>> Begin EXCERPTED TEXT
By Opal Wright

Among the cryptographic missteps we see at Trail of Bits, “let’s build our own tool out of a hash function” is one of the most common. Clients have a problem along the lines of “we need to hash a bunch of different values together” or “we need a MAC” or “we need a key derivation function for passwords,” and the closest tool at hand is a hash function.

These needs are often met with what could be called “YOLO” constructions: ad-hoc functions that “solve” the instant problem in a way that’s obvious, straightforward, and usually wrong.

The fact is, these problems are harder than they seem. For us, it can be frustrating to see home-rolled solutions over and over in the products clients bring us because the problems have already been solved. So let’s discuss a few of the YOLO constructions we frequently see, what’s wrong with them, and what to do instead.

YoloMultiHash

This is the most common YOLO construction we see at Trail of Bits. Clients often use this when they have complex data structures or arrays of values and need to turn them into a Fiat-Shamir transcript.

The YOLO construction

Given a hash function H and a set of messages M̂ = {M₁,M₂,…,M_n}, select a separator string S, and compute YoloMultiHash(M̂) = H(M₁‖S‖M₂‖S‖…‖S‖M_n).

The problem

The issue we run into here is ambiguous encoding.
>> End EXCERPTED TEXT
# REQUIRED TASK:
Could you carry the hash-construction article further, starting after its last sentence on ambiguous encoding? The entries that come next are separate from the hash-construction article.
>> Begin STORED ROWS
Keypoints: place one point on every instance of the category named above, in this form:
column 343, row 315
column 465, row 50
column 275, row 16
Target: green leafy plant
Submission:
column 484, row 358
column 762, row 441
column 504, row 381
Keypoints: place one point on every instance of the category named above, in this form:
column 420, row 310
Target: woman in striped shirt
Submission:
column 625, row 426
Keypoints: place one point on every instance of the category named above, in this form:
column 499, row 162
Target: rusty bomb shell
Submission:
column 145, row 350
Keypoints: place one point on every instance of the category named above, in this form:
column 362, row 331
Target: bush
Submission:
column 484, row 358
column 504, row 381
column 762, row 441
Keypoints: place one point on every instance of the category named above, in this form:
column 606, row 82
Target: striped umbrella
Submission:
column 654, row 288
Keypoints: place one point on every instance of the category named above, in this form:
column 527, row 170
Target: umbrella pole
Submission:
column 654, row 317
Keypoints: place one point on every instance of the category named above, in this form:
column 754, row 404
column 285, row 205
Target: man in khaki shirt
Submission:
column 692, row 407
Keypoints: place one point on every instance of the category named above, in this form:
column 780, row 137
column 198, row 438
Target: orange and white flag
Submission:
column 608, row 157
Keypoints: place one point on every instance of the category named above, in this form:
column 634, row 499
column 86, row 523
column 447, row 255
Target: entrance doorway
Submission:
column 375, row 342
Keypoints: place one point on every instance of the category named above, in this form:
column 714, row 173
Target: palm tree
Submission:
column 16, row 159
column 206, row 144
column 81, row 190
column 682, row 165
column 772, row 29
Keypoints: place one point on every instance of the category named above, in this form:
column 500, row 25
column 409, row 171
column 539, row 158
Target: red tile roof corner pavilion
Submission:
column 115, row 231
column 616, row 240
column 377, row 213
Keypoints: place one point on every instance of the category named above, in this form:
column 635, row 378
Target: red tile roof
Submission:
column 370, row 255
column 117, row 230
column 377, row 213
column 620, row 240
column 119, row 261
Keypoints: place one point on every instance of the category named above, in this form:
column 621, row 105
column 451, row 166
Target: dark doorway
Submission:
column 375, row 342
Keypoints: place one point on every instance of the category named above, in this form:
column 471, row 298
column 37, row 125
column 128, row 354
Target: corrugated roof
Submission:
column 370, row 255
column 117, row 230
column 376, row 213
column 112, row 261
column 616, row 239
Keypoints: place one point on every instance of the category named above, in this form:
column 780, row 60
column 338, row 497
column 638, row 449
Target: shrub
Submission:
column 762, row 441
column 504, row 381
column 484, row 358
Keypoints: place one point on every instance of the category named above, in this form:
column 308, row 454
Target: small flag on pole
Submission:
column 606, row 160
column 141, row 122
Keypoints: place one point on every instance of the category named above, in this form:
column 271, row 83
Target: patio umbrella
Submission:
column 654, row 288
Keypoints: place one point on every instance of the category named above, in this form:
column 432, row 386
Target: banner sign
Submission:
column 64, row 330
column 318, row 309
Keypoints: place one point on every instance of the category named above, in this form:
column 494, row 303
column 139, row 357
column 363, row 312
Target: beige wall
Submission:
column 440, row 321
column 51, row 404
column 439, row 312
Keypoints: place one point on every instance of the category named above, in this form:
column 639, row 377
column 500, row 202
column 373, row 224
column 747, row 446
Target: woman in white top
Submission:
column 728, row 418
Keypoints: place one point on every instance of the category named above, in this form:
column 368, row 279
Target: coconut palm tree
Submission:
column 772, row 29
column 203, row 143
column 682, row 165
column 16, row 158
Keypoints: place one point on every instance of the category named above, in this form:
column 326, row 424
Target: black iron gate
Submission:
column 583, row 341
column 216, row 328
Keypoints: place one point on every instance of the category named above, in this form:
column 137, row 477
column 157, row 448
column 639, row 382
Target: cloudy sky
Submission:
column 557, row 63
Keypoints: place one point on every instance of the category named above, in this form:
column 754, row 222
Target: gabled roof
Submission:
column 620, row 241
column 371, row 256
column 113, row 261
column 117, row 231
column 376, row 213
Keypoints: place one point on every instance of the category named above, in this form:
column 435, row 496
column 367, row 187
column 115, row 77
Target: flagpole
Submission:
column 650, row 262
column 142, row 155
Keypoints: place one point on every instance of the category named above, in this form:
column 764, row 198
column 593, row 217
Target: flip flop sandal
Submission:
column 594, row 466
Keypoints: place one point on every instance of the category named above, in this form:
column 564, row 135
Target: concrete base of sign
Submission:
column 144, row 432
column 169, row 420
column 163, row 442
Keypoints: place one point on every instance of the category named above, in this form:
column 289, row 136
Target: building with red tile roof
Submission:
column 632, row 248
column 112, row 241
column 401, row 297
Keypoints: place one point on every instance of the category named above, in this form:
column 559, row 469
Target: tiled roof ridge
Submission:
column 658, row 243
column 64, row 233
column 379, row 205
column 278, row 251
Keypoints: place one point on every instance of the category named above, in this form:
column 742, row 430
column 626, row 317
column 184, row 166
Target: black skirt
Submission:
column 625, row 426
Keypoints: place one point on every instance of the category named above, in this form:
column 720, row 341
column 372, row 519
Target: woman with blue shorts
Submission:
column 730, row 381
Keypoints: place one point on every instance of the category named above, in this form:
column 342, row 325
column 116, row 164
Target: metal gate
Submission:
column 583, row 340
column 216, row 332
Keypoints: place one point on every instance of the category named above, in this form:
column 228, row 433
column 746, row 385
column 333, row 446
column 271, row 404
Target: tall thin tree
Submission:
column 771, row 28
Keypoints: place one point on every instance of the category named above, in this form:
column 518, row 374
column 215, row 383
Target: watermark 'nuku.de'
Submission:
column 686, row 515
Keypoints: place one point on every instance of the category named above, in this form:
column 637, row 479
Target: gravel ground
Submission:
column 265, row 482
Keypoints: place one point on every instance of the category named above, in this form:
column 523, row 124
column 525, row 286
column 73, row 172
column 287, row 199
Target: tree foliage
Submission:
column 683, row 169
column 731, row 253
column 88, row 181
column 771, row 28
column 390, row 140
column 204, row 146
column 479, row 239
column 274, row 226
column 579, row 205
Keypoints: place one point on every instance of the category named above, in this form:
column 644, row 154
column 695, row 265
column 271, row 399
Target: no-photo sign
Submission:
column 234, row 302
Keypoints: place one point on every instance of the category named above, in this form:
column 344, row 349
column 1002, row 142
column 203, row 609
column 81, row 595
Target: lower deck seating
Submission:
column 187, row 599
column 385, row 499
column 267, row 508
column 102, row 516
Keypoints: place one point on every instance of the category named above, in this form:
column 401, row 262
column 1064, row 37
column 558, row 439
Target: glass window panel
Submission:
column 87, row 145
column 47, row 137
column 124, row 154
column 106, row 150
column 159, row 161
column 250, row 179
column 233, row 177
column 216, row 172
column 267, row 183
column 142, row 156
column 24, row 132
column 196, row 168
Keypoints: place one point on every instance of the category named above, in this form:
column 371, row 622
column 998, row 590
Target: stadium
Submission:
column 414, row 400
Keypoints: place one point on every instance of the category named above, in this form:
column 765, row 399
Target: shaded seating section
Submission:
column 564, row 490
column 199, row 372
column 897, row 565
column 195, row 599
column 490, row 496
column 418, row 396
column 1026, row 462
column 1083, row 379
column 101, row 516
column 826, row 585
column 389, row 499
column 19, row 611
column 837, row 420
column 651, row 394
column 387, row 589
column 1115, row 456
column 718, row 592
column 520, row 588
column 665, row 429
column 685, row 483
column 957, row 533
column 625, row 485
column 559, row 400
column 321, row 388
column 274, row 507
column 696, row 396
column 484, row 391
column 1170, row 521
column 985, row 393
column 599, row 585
>> End STORED ROWS
# RESULT BELOW:
What happens if the messages can contain the separator S as a substring? Suppose the message M_i contains S as a substring. Split M_i into M_i = M′_i‖S‖ M′′_i and define M̃ = {M₁,…,M′_i,M′′_i,…,M_n}. Then we have YoloMultiHash(M̂) = YoloMultiHash(M̃). That’s two semantically distinct inputs that lead to the same hash value. This is akin to breaking the collision resistance requirement of a good hash function, which is a Very Bad Thing (^tm).

This is not a hypothetical issue, either: it has been used to break the security of widely used libraries.

The better options

Instead of using YoloMultiHash, use a function that’s designed for hashing multiple independent values into a single result. The most well-known example of this would be TupleHash, defined in SP800-185. Several other hash functions support or make it easy to support similar functionality; the BLAKE3 specification, for instance, describes the process for creating “stateful hash objects” that can be used this way.

Alternatively, get better at serializing your data. If you’re trying to serialize a data structure, there are great options like Protocol Buffers, CBOR, and BCS. These all produce unambiguous encodings of your data, meaning that structures with different values won’t lead to the same hash input. As a rule of thumb, if you’re feeding structured data into a hash function, it should be in a format that can be converted losslessly back into the original data structure.

(Note that, while many serialization methods will create unambiguous encodings, they don’t all necessarily produce unique encodings. For instance, JSON is largely insensitive to changes in whitespace and element ordering, so using JSON serializations produced by different libraries could lead to different hashes. Be careful!)

YoloMAC

The YOLO construction

Given a key K and a message M, compute YoloMAC(K,M) = H(K‖M). Sometimes folks will throw in a salt value or customization string S to let them do domain separation—something like YoloMAC(K,M,S) = H(K‖S‖M). It doesn’t really change the nature of the attacks below, so we’re just going to go with the simplified version here.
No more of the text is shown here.